Excerpts of location labeling data →
________________________________________
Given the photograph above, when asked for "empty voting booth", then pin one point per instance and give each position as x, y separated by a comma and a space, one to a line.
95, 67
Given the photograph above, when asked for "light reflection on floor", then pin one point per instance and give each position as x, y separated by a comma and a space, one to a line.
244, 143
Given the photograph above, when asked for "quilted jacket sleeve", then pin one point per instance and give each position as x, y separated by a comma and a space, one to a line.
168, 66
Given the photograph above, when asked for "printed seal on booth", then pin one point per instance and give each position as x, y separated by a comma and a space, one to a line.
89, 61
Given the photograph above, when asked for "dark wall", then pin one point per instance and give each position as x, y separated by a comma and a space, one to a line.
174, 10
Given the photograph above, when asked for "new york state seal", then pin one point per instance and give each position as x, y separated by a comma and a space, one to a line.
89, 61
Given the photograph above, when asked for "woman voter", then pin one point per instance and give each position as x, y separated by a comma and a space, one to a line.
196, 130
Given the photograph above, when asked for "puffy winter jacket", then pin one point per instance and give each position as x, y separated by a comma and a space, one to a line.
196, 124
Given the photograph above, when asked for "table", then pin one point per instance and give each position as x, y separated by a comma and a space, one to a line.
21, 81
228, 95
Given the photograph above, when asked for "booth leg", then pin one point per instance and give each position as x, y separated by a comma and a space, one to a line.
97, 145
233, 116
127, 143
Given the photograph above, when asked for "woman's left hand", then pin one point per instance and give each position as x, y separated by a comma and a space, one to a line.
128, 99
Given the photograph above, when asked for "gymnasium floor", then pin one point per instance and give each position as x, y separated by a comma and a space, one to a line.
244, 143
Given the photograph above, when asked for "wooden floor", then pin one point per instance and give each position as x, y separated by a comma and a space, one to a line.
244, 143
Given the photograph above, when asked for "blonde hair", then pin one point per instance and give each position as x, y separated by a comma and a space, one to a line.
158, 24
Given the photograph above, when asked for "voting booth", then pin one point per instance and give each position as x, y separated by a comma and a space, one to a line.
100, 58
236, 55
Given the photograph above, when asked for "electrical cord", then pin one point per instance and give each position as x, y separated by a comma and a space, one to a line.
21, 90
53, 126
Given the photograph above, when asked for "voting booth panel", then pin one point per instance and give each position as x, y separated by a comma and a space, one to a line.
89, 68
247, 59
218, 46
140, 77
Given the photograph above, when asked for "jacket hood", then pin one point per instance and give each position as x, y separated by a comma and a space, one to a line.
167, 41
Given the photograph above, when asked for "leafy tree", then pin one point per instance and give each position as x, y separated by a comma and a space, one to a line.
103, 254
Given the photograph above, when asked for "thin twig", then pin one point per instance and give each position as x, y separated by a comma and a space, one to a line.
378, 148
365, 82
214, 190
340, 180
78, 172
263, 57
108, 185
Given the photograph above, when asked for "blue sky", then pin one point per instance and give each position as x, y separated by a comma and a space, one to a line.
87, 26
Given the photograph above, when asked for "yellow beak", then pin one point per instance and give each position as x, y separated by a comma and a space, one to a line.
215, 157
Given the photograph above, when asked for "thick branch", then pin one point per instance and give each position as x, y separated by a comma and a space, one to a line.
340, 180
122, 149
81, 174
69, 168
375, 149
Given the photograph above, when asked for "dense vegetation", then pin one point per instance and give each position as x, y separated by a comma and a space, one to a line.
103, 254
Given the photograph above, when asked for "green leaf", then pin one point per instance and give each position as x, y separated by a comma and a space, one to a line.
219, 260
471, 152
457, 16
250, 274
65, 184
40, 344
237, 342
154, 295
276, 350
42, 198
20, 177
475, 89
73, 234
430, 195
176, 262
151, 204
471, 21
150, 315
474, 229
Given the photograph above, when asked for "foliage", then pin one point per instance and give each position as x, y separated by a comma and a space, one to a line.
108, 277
________________________________________
WORK TO DO → Please restate the data word for word, every record included.

EXPECTED OUTPUT →
Given the photograph above, when asked for "empty voting booth", then pin one point per instance and give each position as x, y separated by a comma and a space, one to a line.
95, 67
Given the photograph above, when asked for "light reflection on floor", then pin one point per instance and give each position as x, y separated by a comma and a space, one to a line.
244, 143
Given the photograph above, when asked for "quilted jacket sleeve", then pin one point per instance and give each position as x, y separated by a comma and a space, one to a line.
168, 66
Given the photograph above, when asked for "printed seal on booth", then pin one point per instance and give each position as x, y separated by a comma and a space, one to a line.
89, 61
Given the photograph above, when asked for "dark wall", then pin one point per instance and give each position as x, y separated by a comma and a space, one to a line.
174, 10
Given the photograph above, when asked for "new york state seal", then pin one point per instance and give each position as x, y separated by a comma and a space, one to a line.
89, 61
Given the photograph above, when asked for "woman voter", then pin one point per instance and give each position as x, y separated by a comma and a space, one to a line.
196, 130
Given the photograph above, when asked for "puffy winter jacket", then pin one point per instance and give each position as x, y separated by a comma and a space, one to a line.
196, 124
Given the photograph above, when asked for "table", then pin one point per instance and give each position as x, y separated by a comma and a space, one to a line.
21, 81
228, 95
Given the photograph above, when asked for "booth leg", then pin one point per instance and give each position as x, y separated by a comma and a space, one to a line.
97, 145
233, 116
127, 143
Given the photograph above, when asked for "woman's left hand", then pin one point per instance and give each position as x, y separated by a comma and a space, one to a line.
128, 99
Given the photograph above, when asked for "gymnasium floor", then pin one point per instance and give each position as x, y separated by a comma and a space, one to a line.
244, 143
Given the photograph above, when asked for "wooden floor", then pin one point per instance and give each position as x, y separated by a comma and a space, one to a line.
244, 143
Given the photograph above, when asked for "blonde hair", then pin one point per instance and give each position as x, y separated by a comma and a space, one to a line.
158, 24
Given the photograph above, when asked for "voting booth", then pin one point per instance and give each position as x, y separated by a comma and a space, one to a line.
100, 58
236, 55
Given the photograph above, when asked for "electrical cord", then pin one point per instance and give each position as x, y separated by a comma and a space, one to a line.
21, 90
53, 126
Given the photograph above, when asked for "voting booth panel", then pin one point per instance and give each position as x, y separated by a comma and a space, one to a line.
89, 68
247, 59
218, 46
140, 77
Given the photograph above, when asked for "jacket hood", then pin one point per instance and give each position as x, y separated by a comma and a space, one to a line.
167, 41
Given the photograph above, when asked for "leafy tree", then pin one point per instance and give each position as x, y separated by a comma and a space, one to a line.
103, 254
Given the photograph above, when asked for "thin twig", then pin one point per instance and give each position as x, y separated by a comma and a space, one to a line.
378, 148
365, 82
214, 190
340, 180
78, 172
263, 57
108, 185
Given the photograph above, when asked for "blue sky", then pin one point per instance and give each position as x, y separated by a comma and a space, one to a line.
87, 26
Given the photograph above, when asked for "yellow beak", then pin one point per instance and give each position as x, y separated by a comma and a space, one to a line.
215, 157
Given the photograph above, when asked for "thick branch", then pin one point per instance and give each position as x, y separated by a comma and a space, one to a line.
340, 180
122, 149
81, 174
69, 168
375, 149
Given the photograph above, when asked for "dense vegetation", then pin one point per instance and give each position as x, y separated by a comma and a space, one to a line.
103, 254
Given the photograph above, when asked for "green leaf", then pin one point per instance and give each position as x, y separated by a comma and a space, one to a line.
219, 260
471, 152
457, 16
250, 274
65, 184
40, 344
237, 342
154, 295
276, 350
42, 198
20, 177
475, 89
73, 234
430, 195
176, 262
151, 204
471, 21
150, 315
474, 229
Given the photograph above, when asked for "foliage", then pin one point per instance and give each position as x, y separated by a comma and a space, one to a line.
108, 277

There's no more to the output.